(Beginning of Data for the task)
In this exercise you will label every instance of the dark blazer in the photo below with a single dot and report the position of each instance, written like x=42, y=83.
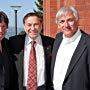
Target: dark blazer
x=78, y=73
x=17, y=44
x=8, y=73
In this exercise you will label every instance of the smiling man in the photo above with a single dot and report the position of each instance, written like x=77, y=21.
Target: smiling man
x=43, y=47
x=70, y=68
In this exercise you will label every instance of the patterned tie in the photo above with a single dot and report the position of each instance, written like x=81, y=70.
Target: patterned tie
x=32, y=69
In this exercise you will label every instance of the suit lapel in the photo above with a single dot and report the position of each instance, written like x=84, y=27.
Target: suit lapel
x=78, y=52
x=19, y=65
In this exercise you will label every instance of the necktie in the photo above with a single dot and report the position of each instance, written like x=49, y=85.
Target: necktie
x=32, y=69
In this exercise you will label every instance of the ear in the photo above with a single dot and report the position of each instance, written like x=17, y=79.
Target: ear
x=59, y=26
(End of Data for the task)
Task to carry out: An exact restatement of the entries above is needed; no picture may appear in it.

Exercise response:
In this exercise you will label every instance of the dark blazer in the photo below with a single dot and report the position of each instance, written like x=42, y=83.
Target: dark blazer
x=78, y=73
x=17, y=44
x=8, y=73
In this exercise you will label every instance of the smiling man in the photo above with a single dot and report the position of each instance, written like x=77, y=21.
Target: smiling man
x=43, y=47
x=70, y=68
In this exercise you will label every instance of the patterned tie in the photo above with a single dot and report the position of each instance, written like x=81, y=70.
Target: patterned tie
x=32, y=69
In this exercise you will label every instance of the suit lapel in the photo above with a single dot and report the position of each instance, written like x=84, y=27.
Target: suit lapel
x=78, y=52
x=19, y=65
In this exercise you will label every instance of the necktie in the photo above with a single dot and report the position of each instance, written like x=49, y=85.
Target: necktie
x=32, y=69
In this exercise you will label every instance of the ear in the photo above with a single dot and report the position of each instance, written like x=17, y=79.
Target: ear
x=59, y=26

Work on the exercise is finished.